WHAT THE TASK REQUIRES
Quote verbatim the lines of the records starting at the line containing "For the benchmark card, identify each instance of the black" and ending at the line containing "(211, 1205)", both included, and nothing else.

PROVIDED DATA

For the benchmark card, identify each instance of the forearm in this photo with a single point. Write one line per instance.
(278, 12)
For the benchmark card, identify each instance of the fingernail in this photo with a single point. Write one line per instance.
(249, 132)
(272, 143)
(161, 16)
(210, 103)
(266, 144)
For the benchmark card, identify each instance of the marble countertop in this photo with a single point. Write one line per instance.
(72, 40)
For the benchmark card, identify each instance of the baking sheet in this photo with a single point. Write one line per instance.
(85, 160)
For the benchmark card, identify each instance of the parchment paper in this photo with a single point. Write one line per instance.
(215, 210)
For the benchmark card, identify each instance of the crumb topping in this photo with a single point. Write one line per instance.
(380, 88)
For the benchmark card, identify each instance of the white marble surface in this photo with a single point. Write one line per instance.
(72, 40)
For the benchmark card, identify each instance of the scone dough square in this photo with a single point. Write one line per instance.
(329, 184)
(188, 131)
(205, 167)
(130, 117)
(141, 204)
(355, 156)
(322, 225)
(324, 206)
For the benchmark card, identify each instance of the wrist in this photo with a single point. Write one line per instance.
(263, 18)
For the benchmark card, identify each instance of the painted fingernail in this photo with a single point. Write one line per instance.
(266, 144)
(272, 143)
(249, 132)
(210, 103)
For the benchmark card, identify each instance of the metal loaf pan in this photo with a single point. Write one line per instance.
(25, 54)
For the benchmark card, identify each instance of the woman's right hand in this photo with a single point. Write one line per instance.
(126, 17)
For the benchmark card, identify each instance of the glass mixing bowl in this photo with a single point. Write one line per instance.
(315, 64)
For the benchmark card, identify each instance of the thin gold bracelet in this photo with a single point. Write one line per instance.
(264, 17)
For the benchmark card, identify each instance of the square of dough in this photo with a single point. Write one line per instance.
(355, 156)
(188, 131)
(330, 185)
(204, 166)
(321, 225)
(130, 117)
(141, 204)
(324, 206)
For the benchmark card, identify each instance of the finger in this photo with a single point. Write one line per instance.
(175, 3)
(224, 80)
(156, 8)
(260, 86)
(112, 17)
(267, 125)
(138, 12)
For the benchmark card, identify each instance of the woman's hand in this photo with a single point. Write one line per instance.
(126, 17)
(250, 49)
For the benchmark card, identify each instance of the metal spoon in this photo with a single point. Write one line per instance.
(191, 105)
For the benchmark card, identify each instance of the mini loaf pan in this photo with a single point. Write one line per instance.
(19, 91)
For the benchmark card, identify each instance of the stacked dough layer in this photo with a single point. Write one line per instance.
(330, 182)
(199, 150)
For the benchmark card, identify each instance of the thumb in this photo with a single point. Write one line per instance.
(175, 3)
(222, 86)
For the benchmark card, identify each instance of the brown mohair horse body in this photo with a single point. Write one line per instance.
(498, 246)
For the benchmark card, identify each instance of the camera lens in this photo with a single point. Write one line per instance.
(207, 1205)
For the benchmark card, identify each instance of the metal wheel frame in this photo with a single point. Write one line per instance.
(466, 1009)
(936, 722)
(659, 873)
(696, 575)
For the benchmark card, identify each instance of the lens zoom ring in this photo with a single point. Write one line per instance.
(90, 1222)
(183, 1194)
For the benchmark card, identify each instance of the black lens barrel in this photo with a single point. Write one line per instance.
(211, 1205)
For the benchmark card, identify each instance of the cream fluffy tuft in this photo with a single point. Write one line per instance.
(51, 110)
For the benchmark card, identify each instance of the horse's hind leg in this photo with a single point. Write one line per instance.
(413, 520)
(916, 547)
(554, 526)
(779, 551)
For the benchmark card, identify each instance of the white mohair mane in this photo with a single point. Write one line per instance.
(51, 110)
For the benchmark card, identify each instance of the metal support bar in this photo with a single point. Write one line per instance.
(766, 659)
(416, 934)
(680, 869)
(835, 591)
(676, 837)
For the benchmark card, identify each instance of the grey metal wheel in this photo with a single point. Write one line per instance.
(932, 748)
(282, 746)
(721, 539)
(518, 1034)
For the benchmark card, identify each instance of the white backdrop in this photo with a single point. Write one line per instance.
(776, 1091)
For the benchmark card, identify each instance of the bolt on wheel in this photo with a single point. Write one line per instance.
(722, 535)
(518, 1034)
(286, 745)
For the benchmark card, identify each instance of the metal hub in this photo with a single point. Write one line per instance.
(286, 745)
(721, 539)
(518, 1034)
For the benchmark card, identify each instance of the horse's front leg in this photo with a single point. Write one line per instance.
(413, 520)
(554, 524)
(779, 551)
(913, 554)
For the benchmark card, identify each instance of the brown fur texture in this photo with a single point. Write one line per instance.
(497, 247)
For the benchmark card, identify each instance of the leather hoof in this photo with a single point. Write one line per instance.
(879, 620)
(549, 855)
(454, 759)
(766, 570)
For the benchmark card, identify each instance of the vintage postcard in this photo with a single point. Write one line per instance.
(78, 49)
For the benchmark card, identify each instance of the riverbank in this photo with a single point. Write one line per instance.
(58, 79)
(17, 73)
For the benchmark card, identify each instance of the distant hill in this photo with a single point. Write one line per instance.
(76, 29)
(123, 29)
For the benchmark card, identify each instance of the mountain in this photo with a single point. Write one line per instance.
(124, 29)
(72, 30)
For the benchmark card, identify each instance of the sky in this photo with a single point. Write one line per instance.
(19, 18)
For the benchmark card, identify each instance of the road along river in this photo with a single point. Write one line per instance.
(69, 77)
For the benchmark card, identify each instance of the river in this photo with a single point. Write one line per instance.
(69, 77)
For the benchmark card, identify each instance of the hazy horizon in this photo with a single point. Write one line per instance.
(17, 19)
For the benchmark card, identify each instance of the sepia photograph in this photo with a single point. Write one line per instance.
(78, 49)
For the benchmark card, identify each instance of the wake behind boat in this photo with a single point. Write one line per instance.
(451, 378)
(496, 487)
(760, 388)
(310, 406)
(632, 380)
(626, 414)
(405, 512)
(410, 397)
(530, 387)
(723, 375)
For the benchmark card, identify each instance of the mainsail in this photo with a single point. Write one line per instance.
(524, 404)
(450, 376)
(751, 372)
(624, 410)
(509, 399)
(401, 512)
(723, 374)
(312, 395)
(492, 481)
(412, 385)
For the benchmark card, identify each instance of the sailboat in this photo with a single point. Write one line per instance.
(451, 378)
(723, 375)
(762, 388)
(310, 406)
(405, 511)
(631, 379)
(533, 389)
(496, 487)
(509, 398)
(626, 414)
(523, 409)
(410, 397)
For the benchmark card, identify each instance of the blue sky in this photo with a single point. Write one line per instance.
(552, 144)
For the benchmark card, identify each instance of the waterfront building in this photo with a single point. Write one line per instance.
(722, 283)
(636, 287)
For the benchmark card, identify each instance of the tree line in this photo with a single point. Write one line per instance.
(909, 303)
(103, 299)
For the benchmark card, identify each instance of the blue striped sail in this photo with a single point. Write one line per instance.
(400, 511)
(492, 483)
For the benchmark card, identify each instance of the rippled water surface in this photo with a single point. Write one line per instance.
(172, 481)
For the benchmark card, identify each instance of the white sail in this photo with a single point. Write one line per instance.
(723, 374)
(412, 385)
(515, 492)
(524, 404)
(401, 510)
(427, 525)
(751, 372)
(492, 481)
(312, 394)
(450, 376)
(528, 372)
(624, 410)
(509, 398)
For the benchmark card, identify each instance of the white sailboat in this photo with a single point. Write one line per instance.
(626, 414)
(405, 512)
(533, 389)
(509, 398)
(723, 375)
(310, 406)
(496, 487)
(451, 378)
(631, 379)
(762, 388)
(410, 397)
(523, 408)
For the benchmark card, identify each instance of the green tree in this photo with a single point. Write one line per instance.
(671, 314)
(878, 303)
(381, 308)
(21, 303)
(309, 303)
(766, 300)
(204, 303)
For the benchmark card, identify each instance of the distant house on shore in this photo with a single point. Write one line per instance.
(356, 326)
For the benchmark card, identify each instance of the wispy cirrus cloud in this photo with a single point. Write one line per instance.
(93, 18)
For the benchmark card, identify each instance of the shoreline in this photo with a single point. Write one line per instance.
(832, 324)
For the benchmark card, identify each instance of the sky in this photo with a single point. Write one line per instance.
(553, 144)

SOLVED PROBLEM
For the benchmark card, identify each instance of the black lens barrel in this photo with a single point. Write one line per instance.
(211, 1205)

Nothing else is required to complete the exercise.